▶ Natural-language object grounding data

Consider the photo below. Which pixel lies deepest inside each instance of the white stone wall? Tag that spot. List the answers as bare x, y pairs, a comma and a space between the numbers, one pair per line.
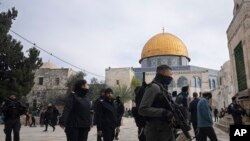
123, 75
239, 30
188, 74
49, 86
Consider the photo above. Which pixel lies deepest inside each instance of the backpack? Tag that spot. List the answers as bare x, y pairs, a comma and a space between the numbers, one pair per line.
179, 99
229, 108
139, 92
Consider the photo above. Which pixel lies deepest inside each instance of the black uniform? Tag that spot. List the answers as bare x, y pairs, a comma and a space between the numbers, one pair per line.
55, 115
237, 112
120, 111
12, 110
49, 118
98, 100
193, 111
155, 108
106, 119
76, 117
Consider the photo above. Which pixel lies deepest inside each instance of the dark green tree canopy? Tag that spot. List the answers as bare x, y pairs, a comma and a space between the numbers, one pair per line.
16, 70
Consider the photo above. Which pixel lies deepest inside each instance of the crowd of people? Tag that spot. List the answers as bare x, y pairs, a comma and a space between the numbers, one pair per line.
158, 114
156, 119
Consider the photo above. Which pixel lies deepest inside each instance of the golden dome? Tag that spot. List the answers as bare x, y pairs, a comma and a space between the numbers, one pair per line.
164, 44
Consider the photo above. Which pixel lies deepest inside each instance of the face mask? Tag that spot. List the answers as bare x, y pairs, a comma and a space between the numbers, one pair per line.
83, 91
166, 79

▶ GOAL OF THE EXERCISE
Could you restate every entry above word for word, leaving out the pictures?

▶ YOUR SOLUTION
Consider the photo below. Which pixel lies deepest inside each instance of the white stone wall? Tag that spot. List the answers as bare x, y pairs, a comma and a space between the numbers, one pair per line.
123, 75
239, 30
188, 74
49, 86
Consider the photo above. Which pixel lies deepest inside each instance of the backpack? Tag that spot. List the answers as bare x, y pairs, a comma and a space between the numbers, one pair per line.
179, 99
229, 108
139, 92
Consider the photo above. Which pixel lies deepest inside each instance of the black uniform? Tag that spot. List the answers as bare x, y pairs, a comma and a space between the numbers, one pair per line.
55, 115
237, 112
120, 111
12, 110
49, 118
98, 100
193, 111
155, 108
106, 119
76, 117
Consider the photo above. Which pixel lies deepest inside each instance of the dark green tree canopy? Tag that spot. List the answers as bare x, y pairs, a comma and a space between the numbers, one pair per line.
16, 70
Consider the photo above. Which pixel lies deepest inside each instance of the crowd of people? Tag that spot. List the answers as bare x, y pairs, a comma and a space between the numbers, one pair per line.
158, 114
156, 119
Consider the photo above. Which pixel lies deepest inside each instance of the golden dome? Tag that spot. List the answers as bare x, y pairs, a comma and a space between the numbers, one pair per line.
164, 44
Consider the photo above. Which pixel lies deepest inside each instance of the face mask? Tag that spot. List the answers as bare x, y pairs, a comma and a space between the numbers, one pair per line.
83, 91
166, 79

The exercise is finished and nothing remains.